Text>
Chapter 3 is a short discussion of epidemiology and pitfalls that often occur when trying to seek "proof" of a causal relationship in a biological context.

Chapter 4 shows the breadth of this book in that it contains an excellent discussion of epistemology. Mathematicians and physicists seem to understand the distinction between what is possible, and what is impossible, to know. But no corresponding analysis has been carried out within biology or medical science. It is suggested that a dose response relationship cannot be determined solely on the basis of taking reductionism to its furthest extreme, i.e. to the level of events in individual genetic molecules. Quantitative determination of the effects of non-dominant radiation doses (amounts low enough that their effects are masked by other competing factors) or non-dominant concentrations of carcinogenic substances cannot be made.

[Collected data]

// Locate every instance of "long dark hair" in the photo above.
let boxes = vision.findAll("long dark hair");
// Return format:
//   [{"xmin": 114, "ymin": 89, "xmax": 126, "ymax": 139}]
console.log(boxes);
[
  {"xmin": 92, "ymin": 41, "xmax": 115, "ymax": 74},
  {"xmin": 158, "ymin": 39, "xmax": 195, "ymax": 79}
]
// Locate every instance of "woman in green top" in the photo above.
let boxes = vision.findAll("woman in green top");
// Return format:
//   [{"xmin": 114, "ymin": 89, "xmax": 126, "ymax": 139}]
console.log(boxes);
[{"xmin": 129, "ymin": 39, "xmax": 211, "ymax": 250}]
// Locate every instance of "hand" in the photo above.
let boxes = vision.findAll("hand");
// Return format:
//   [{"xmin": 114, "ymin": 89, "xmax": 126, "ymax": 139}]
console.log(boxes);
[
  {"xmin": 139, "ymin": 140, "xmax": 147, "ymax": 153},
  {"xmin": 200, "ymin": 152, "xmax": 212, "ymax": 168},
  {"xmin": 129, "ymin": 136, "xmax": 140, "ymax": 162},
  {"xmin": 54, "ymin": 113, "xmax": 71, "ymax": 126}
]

* * *

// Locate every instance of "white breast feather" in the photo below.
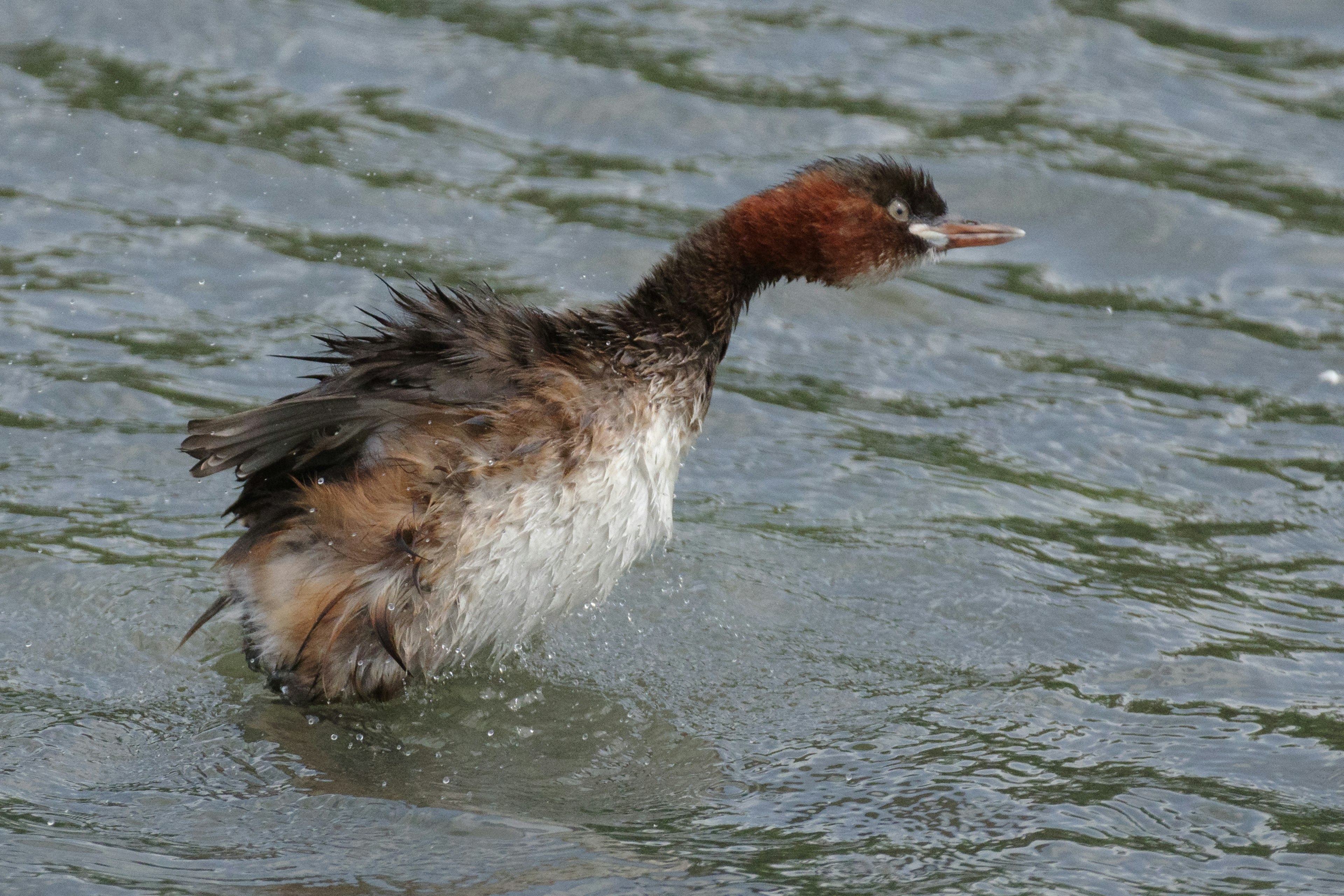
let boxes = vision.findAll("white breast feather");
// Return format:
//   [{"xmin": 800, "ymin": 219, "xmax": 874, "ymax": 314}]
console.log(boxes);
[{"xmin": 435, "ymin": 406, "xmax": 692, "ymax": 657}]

Problem description> Using only the text, decide whether each statement below agrees with it, and for each one give yes or no with the deciding words quoted from the text: (a) Chapter 4 includes a discussion of epistemology. (b) A corresponding analysis has been carried out within biology or medical science. (c) Chapter 3 is a long discussion of epidemiology.

Task response>
(a) Yes: "it contains an excellent discussion of epistemology"
(b) No: "But no corresponding analysis has been carried out within biology or medical science."
(c) No: "Chapter 3 is a short discussion of epidemiology"